EXERCISE PROMPT |
Reproduce each of the following lines word for word, changing nothing.

# start of EXTRACTED ENTRIES

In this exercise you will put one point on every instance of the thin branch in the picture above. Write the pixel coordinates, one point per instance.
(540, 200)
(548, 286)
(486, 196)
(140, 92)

# end of EXTRACTED ENTRIES

SOLUTION FOR THIS TASK |
In this exercise you will put one point on every instance of the thin branch in the picture above. Write the pixel coordinates, one point per instance.
(540, 200)
(548, 286)
(486, 196)
(140, 92)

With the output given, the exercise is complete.